## begin
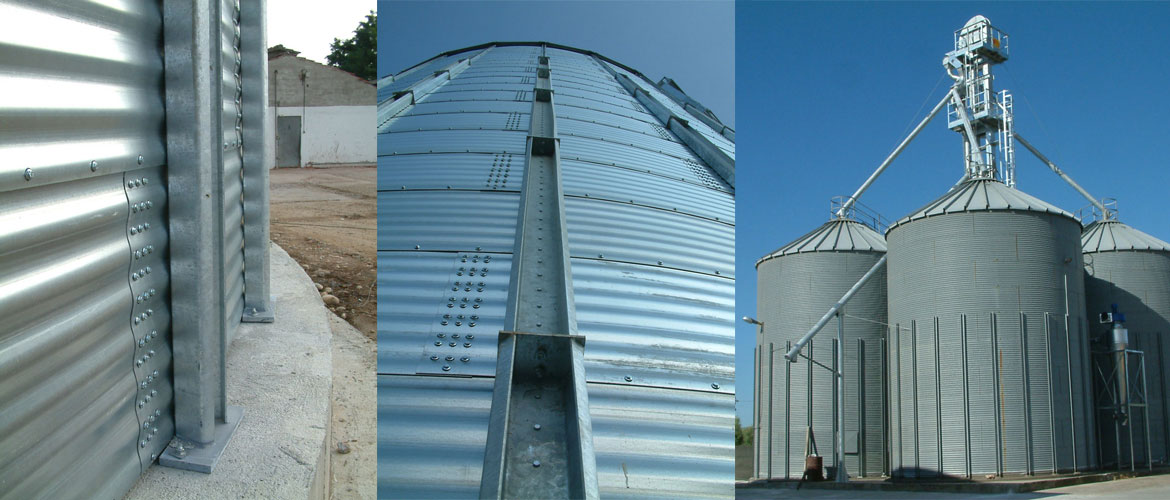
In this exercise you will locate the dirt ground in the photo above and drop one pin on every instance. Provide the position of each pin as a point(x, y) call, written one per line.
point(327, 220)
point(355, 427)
## end
## begin
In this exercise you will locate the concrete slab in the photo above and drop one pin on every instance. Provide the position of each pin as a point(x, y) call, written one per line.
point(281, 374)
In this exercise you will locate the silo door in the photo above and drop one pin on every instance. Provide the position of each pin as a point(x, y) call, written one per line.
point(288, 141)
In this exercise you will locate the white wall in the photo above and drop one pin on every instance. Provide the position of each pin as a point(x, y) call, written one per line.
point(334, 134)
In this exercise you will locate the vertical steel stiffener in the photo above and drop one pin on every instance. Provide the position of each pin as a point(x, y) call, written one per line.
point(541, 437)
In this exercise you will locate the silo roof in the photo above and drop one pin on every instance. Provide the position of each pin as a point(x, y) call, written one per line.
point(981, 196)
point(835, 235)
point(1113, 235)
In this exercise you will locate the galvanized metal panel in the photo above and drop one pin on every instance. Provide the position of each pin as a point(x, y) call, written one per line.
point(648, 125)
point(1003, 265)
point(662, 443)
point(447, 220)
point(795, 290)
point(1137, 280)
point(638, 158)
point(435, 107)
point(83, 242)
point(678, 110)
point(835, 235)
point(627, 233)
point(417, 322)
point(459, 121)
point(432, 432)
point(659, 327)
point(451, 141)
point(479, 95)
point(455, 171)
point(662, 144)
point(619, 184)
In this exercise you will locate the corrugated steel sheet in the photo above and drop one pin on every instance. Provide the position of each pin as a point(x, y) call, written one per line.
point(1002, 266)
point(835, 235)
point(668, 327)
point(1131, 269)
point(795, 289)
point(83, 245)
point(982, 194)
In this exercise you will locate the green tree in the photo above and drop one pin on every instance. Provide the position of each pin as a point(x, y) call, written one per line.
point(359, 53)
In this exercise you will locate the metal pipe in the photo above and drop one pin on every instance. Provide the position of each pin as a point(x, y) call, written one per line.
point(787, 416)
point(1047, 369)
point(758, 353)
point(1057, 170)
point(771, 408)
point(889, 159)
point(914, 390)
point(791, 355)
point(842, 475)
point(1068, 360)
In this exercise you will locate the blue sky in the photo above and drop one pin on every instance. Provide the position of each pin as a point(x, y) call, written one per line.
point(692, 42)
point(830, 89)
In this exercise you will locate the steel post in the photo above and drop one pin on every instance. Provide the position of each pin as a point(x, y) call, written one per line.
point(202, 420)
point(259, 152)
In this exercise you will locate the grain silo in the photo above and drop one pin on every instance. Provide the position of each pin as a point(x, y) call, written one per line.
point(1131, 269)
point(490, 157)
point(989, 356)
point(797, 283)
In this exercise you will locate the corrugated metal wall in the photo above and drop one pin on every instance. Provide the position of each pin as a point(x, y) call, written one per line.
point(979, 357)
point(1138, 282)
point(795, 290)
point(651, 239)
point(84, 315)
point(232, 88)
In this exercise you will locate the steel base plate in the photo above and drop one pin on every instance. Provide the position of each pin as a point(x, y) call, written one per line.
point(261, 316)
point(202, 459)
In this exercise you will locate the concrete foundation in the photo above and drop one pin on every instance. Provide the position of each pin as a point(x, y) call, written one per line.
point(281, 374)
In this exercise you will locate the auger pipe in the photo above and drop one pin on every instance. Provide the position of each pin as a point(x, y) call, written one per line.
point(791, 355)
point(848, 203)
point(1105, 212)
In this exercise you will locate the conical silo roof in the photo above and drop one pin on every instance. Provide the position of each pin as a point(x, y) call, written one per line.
## end
## begin
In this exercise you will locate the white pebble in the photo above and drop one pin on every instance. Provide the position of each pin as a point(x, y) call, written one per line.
## end
-- EXERCISE TASK --
Quote the entries word for word from the line containing "In this exercise you will locate the corrugated metal" to the line containing "In this exercise you will locate the conical", including both of those lines.

-- RESULT --
In this exercise you will locate the corrugated metal wall in the photo above and drop one pin on every instance. Provide the position of each pin as a point(x, y) call, written one per line.
point(979, 357)
point(1138, 282)
point(795, 290)
point(651, 239)
point(84, 315)
point(232, 88)
In this exercise you will locate the steel base plate in the photo above and drop one pin on every instance. Provide the position of each pin as a point(x, y) call, written one per line.
point(261, 316)
point(202, 459)
In this exercise you will locate the concrete foundation in the photo above and drop one pin on every instance. Provide the position of each pin as a point(x, y) call, written one per line.
point(281, 374)
In this exercise you will locate the auger pipe in the photo above and drop one pin on every instance. Provide the position of each pin as a point(x, y) call, written one per line.
point(791, 355)
point(848, 203)
point(1105, 212)
In this exercise you will locate the conical silo roof in the photo above and drop one pin on every instance. Provide the position of each pin as a point(x, y) call, written one per line.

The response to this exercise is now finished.